**Dados da tarefa**

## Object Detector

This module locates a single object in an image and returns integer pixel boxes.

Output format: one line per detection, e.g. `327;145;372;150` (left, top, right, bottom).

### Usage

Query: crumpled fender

**Requisitos do exercício**
Extraia todas as linhas acima e reproduza-as sem nenhuma alteração.

**Resposta completa**
## Object Detector

This module locates a single object in an image and returns integer pixel boxes.

Output format: one line per detection, e.g. `327;145;372;150` (left, top, right, bottom).

### Usage

Query: crumpled fender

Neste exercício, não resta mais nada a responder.